- _SOURCE EXCERPT_
Backup and Restore¶
Comprehensive backup and restore strategy for the RCIIS DevOps platform, ensuring data protection and disaster recovery capabilities.
Overview¶
The backup strategy covers all critical components including databases, persistent volumes, configuration data, and secrets.
Backup Components¶
Data Sources¶
- Application Databases: SQL Server data and transaction logs
- Persistent Volumes: Application data and file storage
- Configuration Data: Kubernetes manifests and configurations
- Secrets: Encrypted secrets and certificates
- Kafka Topics: Message queue data and offsets
Backup Types¶
- Full Backups: Complete data snapshots
- Incremental Backups: Changed data only
- Transaction Log Backups: Database transaction logs
- Configuration Backups: Git repository snapshots
Database Backup¶
SQL Server Backup Strategy¶
# Database backup job
apiVersion: batch/v1
kind: CronJob
metadata:
name: mssql-backup
namespace: database
spec:
schedule: "0 2 * * *" # Daily at 2 AM
jobTemplate:
spec:
template:
spec:
containers:
- name: backup
image: mcr.microsoft.com/mssql-tools
command:
- /bin/bash
- -c
- |
sqlcmd -S mssql-service -U sa -P $SA_PASSWORD \
-Q "BACKUP DATABASE [NucleusDB] TO DISK = '/backup/nucleus_$(date +%Y%m%d_%H%M%S).bak'"
env:
- name: SA_PASSWORD
valueFrom:
secretKeyRef:
name: mssql-secret
key: password
volumeMounts:
- name: backup-storage
mountPath: /backup
volumes:
- name: backup-storage
persistentVolumeClaim:
claimName: backup-pvc
restartPolicy: OnFailure
Automated Backup Verification¶
# Backup verification script
#!/bin/bash
BACKUP_FILE="/backup/nucleus_$(date +%Y%m%d)*.bak"
VERIFY_RESULT=$(sqlcmd -S mssql-service -U sa -P $SA_PASSWORD \
-Q "RESTORE VERIFYONLY FROM DISK = '$BACKUP_FILE'" -h -1)
if [[ $VERIFY_RESULT == *"successfully processed"* ]]; then
echo "Backup verification successful"
# Send success notification
curl -X POST $SLACK_WEBHOOK -d '{"text":"Database backup verified successfully"}'
else
echo "Backup verification failed"

- _WORK INSTRUCTIONS_
A. Summarize the backup and restore text in two sentences.
B. Pick up the backup and restore text at the point where it stops, and carry it on.
The data plays no part in this work.

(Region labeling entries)
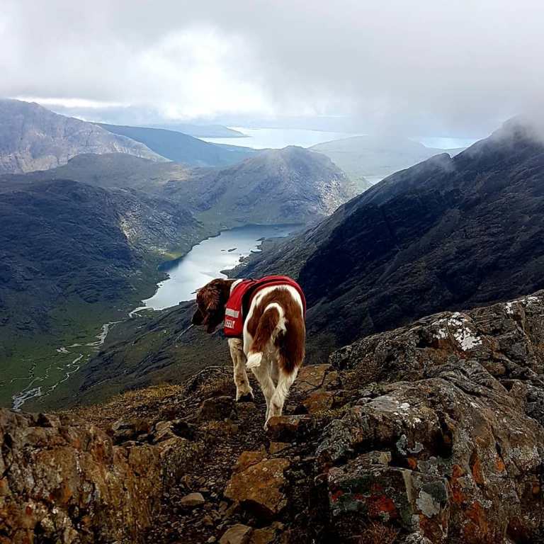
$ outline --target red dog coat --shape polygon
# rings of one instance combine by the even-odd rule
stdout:
[[[266,276],[260,280],[242,280],[233,290],[225,310],[225,336],[229,338],[242,338],[244,322],[251,300],[263,288],[272,285],[290,285],[294,287],[302,301],[304,317],[306,317],[306,299],[300,285],[295,280],[286,276]]]

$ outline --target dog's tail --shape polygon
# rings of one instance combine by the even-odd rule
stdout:
[[[247,355],[246,366],[248,368],[256,368],[261,366],[263,352],[266,345],[273,339],[274,332],[280,324],[283,313],[281,306],[274,302],[269,304],[265,309],[259,320],[251,348]]]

- _ANSWERS TO THE EXERCISES_
A. The RCIIS DevOps platform's backup and restore strategy protects data and supports disaster recovery by covering databases, persistent volumes, configuration data, secrets, and Kafka topics with full, incremental, transaction log, and configuration backups. A Kubernetes CronJob backs up the NucleusDB SQL Server database daily at 2 AM to a persistent volume, and a verification script checks the backup with RESTORE VERIFYONLY and sends a Slack notification when it succeeds.

B.
# Send failure alert
curl -X POST $SLACK_WEBHOOK -d '{"text":"⚠️ Database backup verification failed!"}'
exit 1
fi
Persistent Volume Backup¶
Volume Snapshot Strategy¶
# Volume snapshot class
apiVersion: snapshot.storage.k8s.io/v1
kind: VolumeSnapshotClass
metadata:
name: csi-snapclass
driver: pd.csi.storage.gke.io
deletionPolicy: Retain
---
# Volume snapshot
apiVersion: snapshot.storage.k8s.io/v1
kind: VolumeSnapshot
metadata:
name: nucleus-data-snapshot
namespace: nucleus
spec:
volumeSnapshotClassName: csi-snapclass
source:
persistentVolumeClaimName: nucleus-data-pvc
Automated Volume Backup¶
# Volume backup cronjob
apiVersion: batch/v1
kind: CronJob
metadata:
name: volume-backup
namespace: nucleus
spec:
schedule: "0 1 * * *" # Daily at 1 AM
jobTemplate:
spec:
template:
spec:
containers:
- name: backup
image: velero/velero:latest
command:
- velero
- backup
- create
- nucleus-volumes-$(date +%Y%m%d)
- --include-namespaces=nucleus
- --storage-location=default
restartPolicy: OnFailure
Configuration Backup¶
Git Repository Backup¶
# Repository backup script
#!/bin/bash
REPO_URL="[email protected]:MagnaBC/rciis-devops.git"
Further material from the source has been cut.